_EXERCISE 1_
Revise the stretch of the dementia button article from "It forms part" through "for older people.", changing "project" to "scheme".
_EXERCISE 2_
Carry on the dementia button article past its final sentence.

*** READING TEXT Section Begins ***

Banbury paramedics will receive new equipment to help dementia patients

Paramedics in Oxfordshire are set to become the first to alert other healthcare providers to a patient's dementia with the push of a button.

Paramedics in Banbury are set to become amongst the first to be able to alert other healthcare workers of a patient's dementia.
Paramedics in Banbury are set to become amongst the first to be able to alert other healthcare workers of a patient's dementia.

The new innovation will see a special dementia button added to paramedics' electronic devices and aims to ensure that more people will receive the care they need when arriving at emergency departments or when requiring other health and social care services.

It forms part of a new £40,000 project being delivered by South Central Ambulance Service NHS Foundation Trust (SCAS), which covers Banbury, in partnership with the Universities of Portsmouth and Southampton and is funded by The Health Foundation Q Exchange programme to improve care for older people.

Dementia can impact all aspects of a patient's care, which means it is important that all staff are aware of a confirmed or suspected case. Currently, when paramedics record a patient's healthcare information on their electronic patient record (ePR) there is no dedicated place to record dementia.

As paramedics may be treating a patient for an injury or illness unrelated to dementia, the variety of places a dementia diagnosis can be listed within the ePR means it can often be missed by subsequent healthcare providers reviewing the patient's notes.

*** READING TEXT Section Ends ***
*** GIVEN DATA Section Begins ***

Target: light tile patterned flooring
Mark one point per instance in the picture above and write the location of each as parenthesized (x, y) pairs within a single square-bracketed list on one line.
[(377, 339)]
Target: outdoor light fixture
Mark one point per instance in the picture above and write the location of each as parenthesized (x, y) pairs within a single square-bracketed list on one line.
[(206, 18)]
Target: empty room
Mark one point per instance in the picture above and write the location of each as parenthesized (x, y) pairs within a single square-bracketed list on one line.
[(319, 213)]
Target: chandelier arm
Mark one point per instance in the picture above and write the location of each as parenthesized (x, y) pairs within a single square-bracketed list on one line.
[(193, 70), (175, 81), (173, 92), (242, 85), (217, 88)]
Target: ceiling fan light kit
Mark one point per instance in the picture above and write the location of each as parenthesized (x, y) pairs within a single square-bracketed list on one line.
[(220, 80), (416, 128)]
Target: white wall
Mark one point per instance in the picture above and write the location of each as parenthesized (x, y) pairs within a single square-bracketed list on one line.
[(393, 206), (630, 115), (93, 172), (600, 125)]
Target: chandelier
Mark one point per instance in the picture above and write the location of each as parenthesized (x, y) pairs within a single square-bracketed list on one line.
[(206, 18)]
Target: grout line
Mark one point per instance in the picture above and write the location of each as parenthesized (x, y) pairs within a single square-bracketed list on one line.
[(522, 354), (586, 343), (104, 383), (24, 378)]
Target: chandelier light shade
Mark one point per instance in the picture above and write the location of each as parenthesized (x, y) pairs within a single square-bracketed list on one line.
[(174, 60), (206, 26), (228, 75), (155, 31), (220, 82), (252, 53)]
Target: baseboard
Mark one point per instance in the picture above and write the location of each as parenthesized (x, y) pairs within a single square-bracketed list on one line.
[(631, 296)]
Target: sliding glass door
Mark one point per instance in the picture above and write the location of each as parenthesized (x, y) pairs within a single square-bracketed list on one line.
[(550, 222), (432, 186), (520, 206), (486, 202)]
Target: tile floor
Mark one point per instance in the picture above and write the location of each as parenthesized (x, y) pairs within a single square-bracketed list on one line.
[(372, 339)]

*** GIVEN DATA Section Ends ***

_ANSWER BOX 1_
It forms part of a new £40,000 scheme being delivered by South Central Ambulance Service NHS Foundation Trust (SCAS), which covers Banbury, in partnership with the Universities of Portsmouth and Southampton and is funded by The Health Foundation Q Exchange programme to improve care for older people.

_ANSWER BOX 2_
In collaboration with the two Hampshire universities, SCAS surveyed ambulance clinical staff on the subject and received overwhelming support for a designated button that would enable a quick and clear way of recording cases of dementia.

Senior research paramedic at SCAS, Helen Pocock, said: “Older people have a high usage of emergency ambulance services and dementia is a common condition affecting older people who use health services, impacting on all aspects of their care.

"We found that dementia could have been recorded in 16 different text fields on the electronic patient record, making it difficult for accurate data retrieval by other staff referring to the record and potentially meaning those patients do not receive the tailored onward care they need.”

Dr. Carole Fogg, a senior research fellow at the University of Southampton, said: "It is well documented that people with dementia have poorer outcomes in hospital, so this innovation has the potential to enable them to receive the most appropriate care from emergency departments at the point of arrival or from referral services such as social care."